● What to produce: Return each line of the listing in which the word "image" appears.

● Task inputs:
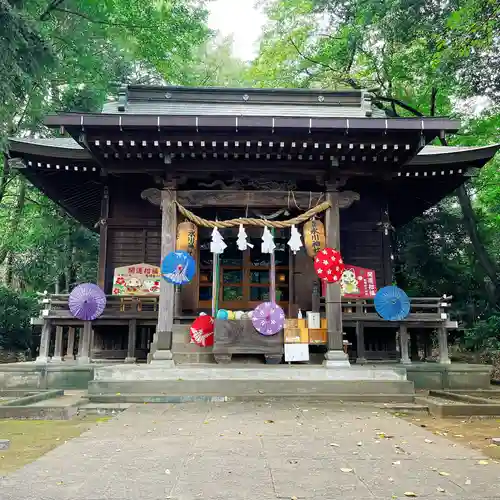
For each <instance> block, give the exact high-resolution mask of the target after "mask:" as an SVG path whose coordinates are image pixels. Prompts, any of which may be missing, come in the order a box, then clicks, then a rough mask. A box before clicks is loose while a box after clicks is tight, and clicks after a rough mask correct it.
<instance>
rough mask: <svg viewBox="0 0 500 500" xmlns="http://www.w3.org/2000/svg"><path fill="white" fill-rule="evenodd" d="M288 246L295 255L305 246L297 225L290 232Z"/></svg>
mask: <svg viewBox="0 0 500 500" xmlns="http://www.w3.org/2000/svg"><path fill="white" fill-rule="evenodd" d="M288 246H289V247H290V250H291V251H292V252H293V254H294V255H295V254H296V253H297V252H298V251H299V250H300V249H301V248H302V247H303V246H304V245H303V244H302V238H301V237H300V233H299V230H298V229H297V227H296V226H295V225H293V226H292V229H291V231H290V239H289V240H288Z"/></svg>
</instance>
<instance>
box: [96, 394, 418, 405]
mask: <svg viewBox="0 0 500 500" xmlns="http://www.w3.org/2000/svg"><path fill="white" fill-rule="evenodd" d="M413 398H414V396H413V395H412V394H320V393H316V394H314V395H302V396H301V395H298V394H273V395H272V396H271V395H268V394H265V393H263V394H260V393H256V394H252V395H246V396H244V395H241V396H216V395H201V394H198V395H186V394H168V395H167V394H140V393H138V394H122V393H115V394H89V399H90V401H91V403H90V404H94V405H96V404H99V403H100V404H102V405H103V406H105V405H106V404H107V405H111V406H110V407H113V408H114V407H116V405H118V404H126V403H128V404H132V403H173V404H179V403H190V402H209V403H220V402H228V401H261V402H270V401H283V400H287V401H300V402H310V403H314V402H321V401H337V402H339V403H351V402H352V403H378V404H381V403H394V405H399V406H400V405H402V404H404V403H411V402H412V401H413ZM381 408H382V407H381ZM384 408H385V409H392V407H391V406H387V407H385V406H384Z"/></svg>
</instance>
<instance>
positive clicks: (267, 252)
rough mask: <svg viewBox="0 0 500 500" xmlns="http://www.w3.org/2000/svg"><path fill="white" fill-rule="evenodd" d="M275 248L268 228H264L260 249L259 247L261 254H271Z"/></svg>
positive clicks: (272, 252)
mask: <svg viewBox="0 0 500 500" xmlns="http://www.w3.org/2000/svg"><path fill="white" fill-rule="evenodd" d="M275 248H276V245H275V243H274V237H273V235H272V233H271V231H269V228H268V227H267V226H266V227H265V228H264V232H263V233H262V247H261V252H262V253H271V254H272V253H273V252H274V249H275Z"/></svg>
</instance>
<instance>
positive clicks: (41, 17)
mask: <svg viewBox="0 0 500 500" xmlns="http://www.w3.org/2000/svg"><path fill="white" fill-rule="evenodd" d="M64 1H65V0H52V1H51V2H50V3H49V5H47V8H46V9H45V10H44V11H43V12H42V13H41V14H40V21H46V20H47V19H48V18H49V16H50V13H51V12H52V11H53V10H55V9H56V8H57V7H58V6H59V5H61V4H62V3H63V2H64Z"/></svg>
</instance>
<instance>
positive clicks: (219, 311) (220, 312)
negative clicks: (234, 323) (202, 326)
mask: <svg viewBox="0 0 500 500" xmlns="http://www.w3.org/2000/svg"><path fill="white" fill-rule="evenodd" d="M217 319H223V320H227V319H229V314H228V312H227V311H226V310H225V309H219V310H218V311H217Z"/></svg>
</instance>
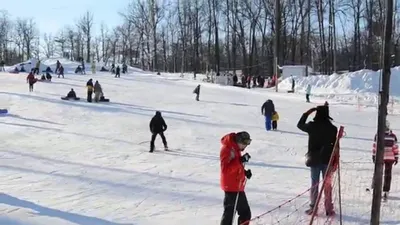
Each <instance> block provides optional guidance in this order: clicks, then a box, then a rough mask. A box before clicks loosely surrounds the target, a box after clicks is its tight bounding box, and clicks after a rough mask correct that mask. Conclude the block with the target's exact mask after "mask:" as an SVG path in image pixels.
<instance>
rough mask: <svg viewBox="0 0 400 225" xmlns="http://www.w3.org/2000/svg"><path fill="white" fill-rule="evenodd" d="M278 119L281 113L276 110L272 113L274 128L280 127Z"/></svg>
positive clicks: (272, 118) (276, 128) (273, 127)
mask: <svg viewBox="0 0 400 225" xmlns="http://www.w3.org/2000/svg"><path fill="white" fill-rule="evenodd" d="M278 120H279V114H278V112H276V111H275V112H274V113H273V114H272V130H277V129H278Z"/></svg>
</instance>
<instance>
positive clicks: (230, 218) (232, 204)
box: [220, 192, 251, 225]
mask: <svg viewBox="0 0 400 225" xmlns="http://www.w3.org/2000/svg"><path fill="white" fill-rule="evenodd" d="M236 197H238V201H237V204H236V209H235V203H236ZM236 211H237V212H238V215H239V219H238V224H239V225H248V224H250V219H251V211H250V206H249V202H248V201H247V197H246V193H244V192H239V195H238V192H225V198H224V213H223V215H222V219H221V223H220V225H232V222H233V221H232V219H233V215H234V213H236Z"/></svg>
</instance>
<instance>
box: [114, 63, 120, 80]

● Completed exercise:
For each <instance> block, give the exact high-resolution mask of the target after "mask:" as an SVG path whose coordinates are image pixels. Prompts, any of which may be missing, come in the order a box, then clicks, then a rough mask. A box before clicks is loose while a box after clicks is tight, and clicks after a rough mask correct it.
Each <instance> block provides optional guidance in this order: clicks, then a box, then a rough mask. A box before clicks loosely surrounds the target, a box after clicks is its tight bounding box, and clicks after a rough mask correct that mask. Conclude the block with the target's exact mask after "mask:" as an SVG path in image pixels.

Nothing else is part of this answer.